**SOURCE PASSAGE:**

▬▬▬▬▬▬▬▬▬▬

Mansur Mohamed Surur knew his fate had been sealed in a New York courtroom on May 7, 2019. On this day, an indictment was returned and filed in the United States district court for the southern District of New York, charging Mansur with violating criminal laws of the US.

“Surur, an African-based trafficker of wildlife and drugs, along with others both known and unknown, has been part of a transnational criminal conspiracy that began in or about at least December 2012, which is based in the Republic of Uganda and surrounding countries and which has engaged in the large-scale trafficking and smuggling of rhino horns and elephant ivory,” read the indictment.

Ten days later, on May 17, 2019, the court issued a warrant of arrest for a man who law enforcement agencies believed to be one of the biggest wildlife traffickers in the world. At that time, Mansur, who had been in the illegal game business since 2012, was in Kampala.

▬▬▬▬▬▬▬▬▬▬

**AVAILABLE DATA:**
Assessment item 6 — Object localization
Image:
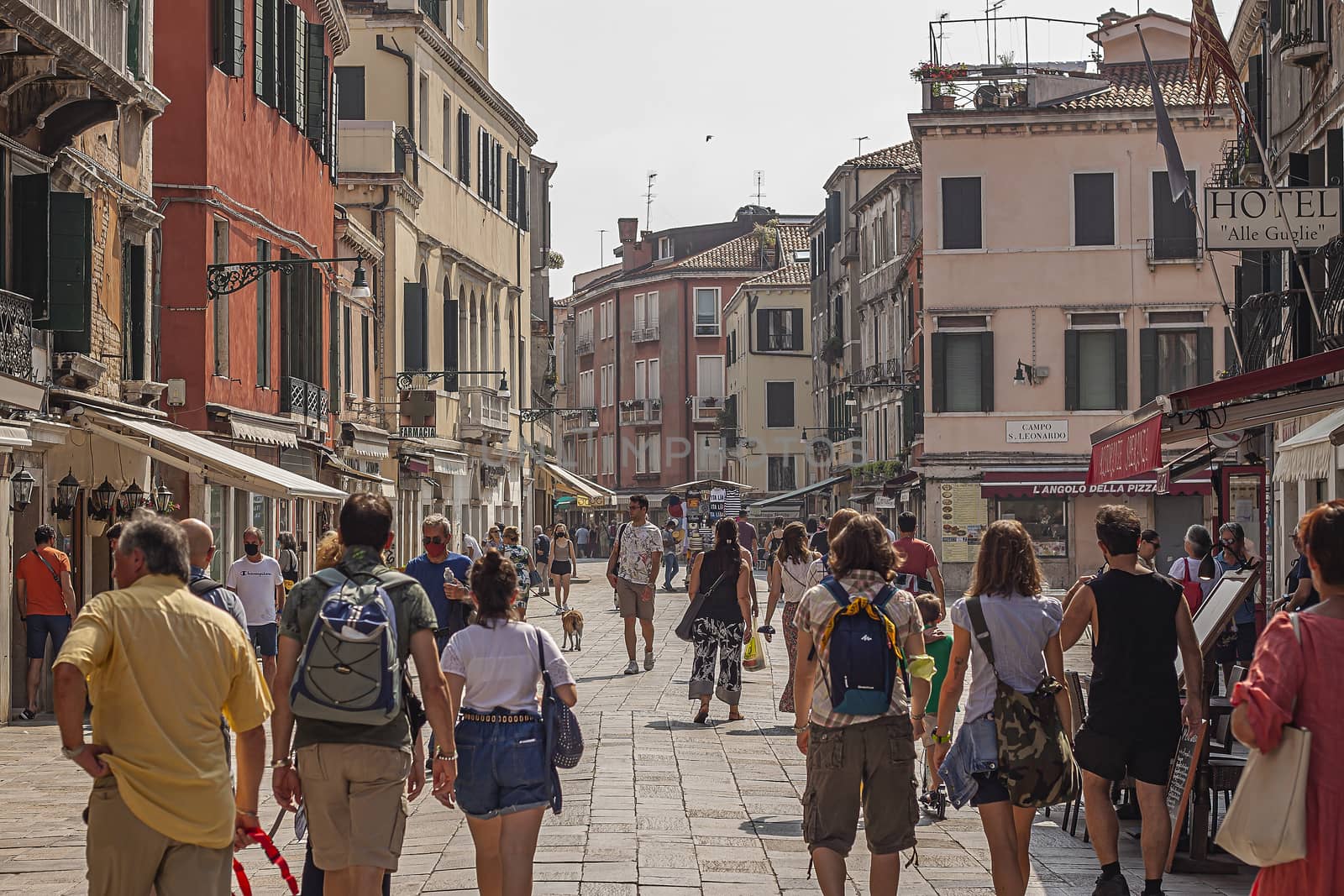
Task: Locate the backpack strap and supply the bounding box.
[966,594,999,674]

▬▬▬▬▬▬▬▬▬▬

**REQUIRED ACTIONS:**
• A. According to the passage about Mansur Mohamed Surur, on what date did the court issue a warrant for his arrest?
• B. Summarize the passage about Mansur Mohamed Surur in two sentences.
The listing has nothing to do with the passage about Mansur Mohamed Surur.

**RESULTS OF THE EXERCISE:**
• A. May 17, 2019.

• B. On May 7, 2019, a federal court in the Southern District of New York filed an indictment charging Surur with being part of a transnational conspiracy, based in Uganda and nearby countries since at least December 2012, that trafficked rhino horns and elephant ivory on a large scale. Ten days later, the court issued a warrant for his arrest while he was in Kampala.